*Labeled shape entries:*
━━━━━━━━━━━━━━━━

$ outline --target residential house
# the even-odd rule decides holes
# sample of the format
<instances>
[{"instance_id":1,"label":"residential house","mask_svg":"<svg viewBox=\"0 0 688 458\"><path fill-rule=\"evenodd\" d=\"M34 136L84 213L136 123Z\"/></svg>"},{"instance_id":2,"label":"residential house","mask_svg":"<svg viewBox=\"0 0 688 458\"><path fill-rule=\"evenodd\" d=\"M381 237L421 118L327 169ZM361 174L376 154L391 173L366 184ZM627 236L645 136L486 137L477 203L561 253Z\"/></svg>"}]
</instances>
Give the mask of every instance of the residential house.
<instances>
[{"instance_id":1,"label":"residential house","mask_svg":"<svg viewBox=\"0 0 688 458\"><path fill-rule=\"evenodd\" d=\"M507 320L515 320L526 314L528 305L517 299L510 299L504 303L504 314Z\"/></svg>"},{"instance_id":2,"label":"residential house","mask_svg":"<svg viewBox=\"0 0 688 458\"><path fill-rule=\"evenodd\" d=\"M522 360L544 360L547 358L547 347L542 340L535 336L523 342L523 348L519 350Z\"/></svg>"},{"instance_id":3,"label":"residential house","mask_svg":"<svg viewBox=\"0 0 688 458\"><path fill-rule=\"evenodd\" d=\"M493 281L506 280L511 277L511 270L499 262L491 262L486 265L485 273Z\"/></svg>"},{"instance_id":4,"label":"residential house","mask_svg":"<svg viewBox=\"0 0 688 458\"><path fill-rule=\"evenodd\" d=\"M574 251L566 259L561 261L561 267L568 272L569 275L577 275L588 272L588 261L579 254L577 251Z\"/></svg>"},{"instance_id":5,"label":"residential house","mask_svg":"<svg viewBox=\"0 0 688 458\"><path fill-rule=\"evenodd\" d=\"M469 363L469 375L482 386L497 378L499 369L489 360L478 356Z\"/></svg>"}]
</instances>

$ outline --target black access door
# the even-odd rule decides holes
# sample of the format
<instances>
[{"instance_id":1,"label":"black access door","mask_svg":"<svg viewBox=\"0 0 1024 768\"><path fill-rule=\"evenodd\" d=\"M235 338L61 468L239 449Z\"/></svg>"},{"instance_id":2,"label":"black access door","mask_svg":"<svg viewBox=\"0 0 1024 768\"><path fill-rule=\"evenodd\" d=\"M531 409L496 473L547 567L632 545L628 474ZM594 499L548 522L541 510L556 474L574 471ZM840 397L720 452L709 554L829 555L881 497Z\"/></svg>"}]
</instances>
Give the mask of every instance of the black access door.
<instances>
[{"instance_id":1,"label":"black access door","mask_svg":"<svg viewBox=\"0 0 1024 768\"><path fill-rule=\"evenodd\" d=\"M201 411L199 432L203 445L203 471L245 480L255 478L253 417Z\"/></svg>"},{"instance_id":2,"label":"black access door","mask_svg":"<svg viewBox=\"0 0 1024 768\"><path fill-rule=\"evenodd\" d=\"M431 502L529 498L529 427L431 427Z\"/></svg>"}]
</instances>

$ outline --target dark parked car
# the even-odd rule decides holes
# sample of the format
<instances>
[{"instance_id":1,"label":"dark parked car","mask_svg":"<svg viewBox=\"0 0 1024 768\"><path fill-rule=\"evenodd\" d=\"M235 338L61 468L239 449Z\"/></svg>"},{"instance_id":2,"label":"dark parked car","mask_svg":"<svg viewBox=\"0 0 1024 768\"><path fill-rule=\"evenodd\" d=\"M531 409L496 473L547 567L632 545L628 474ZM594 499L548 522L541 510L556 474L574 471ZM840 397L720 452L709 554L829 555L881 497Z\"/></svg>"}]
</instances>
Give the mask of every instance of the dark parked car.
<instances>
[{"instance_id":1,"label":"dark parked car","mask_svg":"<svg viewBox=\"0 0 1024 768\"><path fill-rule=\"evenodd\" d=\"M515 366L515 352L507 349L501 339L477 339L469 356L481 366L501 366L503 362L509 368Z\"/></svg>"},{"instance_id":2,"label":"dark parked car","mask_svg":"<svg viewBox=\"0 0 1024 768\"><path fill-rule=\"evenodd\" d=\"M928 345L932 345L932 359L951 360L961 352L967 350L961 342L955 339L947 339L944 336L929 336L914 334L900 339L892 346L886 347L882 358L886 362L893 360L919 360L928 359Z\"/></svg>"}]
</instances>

━━━━━━━━━━━━━━━━

*Short exercise:* Arrange the entries above as a two-column CSV with the headers request and response, one row per entry. Put each entry's request text and its answer in a single quoted field each, with line breaks replaced by spaces.

*Answer:*
request,response
"$ outline --target residential house # the even-odd rule decides holes # sample of the format <instances> [{""instance_id"":1,""label"":""residential house"",""mask_svg"":""<svg viewBox=\""0 0 688 458\""><path fill-rule=\""evenodd\"" d=\""M34 136L84 213L136 123Z\""/></svg>""},{""instance_id"":2,""label"":""residential house"",""mask_svg"":""<svg viewBox=\""0 0 688 458\""><path fill-rule=\""evenodd\"" d=\""M381 237L421 118L327 169ZM361 174L376 154L391 173L366 184ZM627 236L645 136L486 137L477 203L561 253Z\""/></svg>""}] </instances> Give the mask of every instance of the residential house.","<instances> [{""instance_id"":1,""label"":""residential house"",""mask_svg"":""<svg viewBox=\""0 0 688 458\""><path fill-rule=\""evenodd\"" d=\""M507 320L515 320L526 314L528 305L517 299L510 299L504 303L504 314Z\""/></svg>""},{""instance_id"":2,""label"":""residential house"",""mask_svg"":""<svg viewBox=\""0 0 688 458\""><path fill-rule=\""evenodd\"" d=\""M522 360L544 360L547 358L547 347L542 340L535 336L523 342L523 348L519 350Z\""/></svg>""},{""instance_id"":3,""label"":""residential house"",""mask_svg"":""<svg viewBox=\""0 0 688 458\""><path fill-rule=\""evenodd\"" d=\""M493 281L506 280L511 277L511 270L499 262L491 262L486 265L485 273Z\""/></svg>""},{""instance_id"":4,""label"":""residential house"",""mask_svg"":""<svg viewBox=\""0 0 688 458\""><path fill-rule=\""evenodd\"" d=\""M574 251L566 259L561 261L561 267L568 272L569 275L577 275L588 272L588 261L579 254L577 251Z\""/></svg>""},{""instance_id"":5,""label"":""residential house"",""mask_svg"":""<svg viewBox=\""0 0 688 458\""><path fill-rule=\""evenodd\"" d=\""M469 363L469 375L482 386L497 378L499 369L489 360L478 356Z\""/></svg>""}] </instances>"
"$ outline --target black access door # the even-odd rule decides holes # sample of the format <instances> [{""instance_id"":1,""label"":""black access door"",""mask_svg"":""<svg viewBox=\""0 0 1024 768\""><path fill-rule=\""evenodd\"" d=\""M235 338L61 468L239 449Z\""/></svg>""},{""instance_id"":2,""label"":""black access door"",""mask_svg"":""<svg viewBox=\""0 0 1024 768\""><path fill-rule=\""evenodd\"" d=\""M531 409L496 473L547 567L632 545L628 474ZM594 499L548 522L541 510L556 474L574 471ZM840 397L720 452L709 554L829 555L881 497Z\""/></svg>""}] </instances> Give the mask of every instance of the black access door.","<instances> [{""instance_id"":1,""label"":""black access door"",""mask_svg"":""<svg viewBox=\""0 0 1024 768\""><path fill-rule=\""evenodd\"" d=\""M201 411L199 432L203 445L203 471L245 480L255 478L253 417Z\""/></svg>""},{""instance_id"":2,""label"":""black access door"",""mask_svg"":""<svg viewBox=\""0 0 1024 768\""><path fill-rule=\""evenodd\"" d=\""M431 502L529 498L529 427L431 427Z\""/></svg>""}] </instances>"
"$ outline --target dark parked car # the even-odd rule decides holes # sample of the format <instances> [{""instance_id"":1,""label"":""dark parked car"",""mask_svg"":""<svg viewBox=\""0 0 1024 768\""><path fill-rule=\""evenodd\"" d=\""M235 338L61 468L239 449Z\""/></svg>""},{""instance_id"":2,""label"":""dark parked car"",""mask_svg"":""<svg viewBox=\""0 0 1024 768\""><path fill-rule=\""evenodd\"" d=\""M531 409L496 473L547 567L632 545L628 474ZM594 499L548 522L541 510L556 474L574 471ZM840 397L720 452L709 554L829 555L881 497Z\""/></svg>""}] </instances> Give the mask of every instance of the dark parked car.","<instances> [{""instance_id"":1,""label"":""dark parked car"",""mask_svg"":""<svg viewBox=\""0 0 1024 768\""><path fill-rule=\""evenodd\"" d=\""M515 366L515 352L507 349L501 339L477 339L469 356L481 366L501 366L503 362L509 368Z\""/></svg>""},{""instance_id"":2,""label"":""dark parked car"",""mask_svg"":""<svg viewBox=\""0 0 1024 768\""><path fill-rule=\""evenodd\"" d=\""M928 345L932 345L932 359L951 360L961 352L967 350L961 342L955 339L947 339L944 336L929 336L914 334L900 339L892 346L886 347L882 358L886 362L893 360L919 360L928 359Z\""/></svg>""}] </instances>"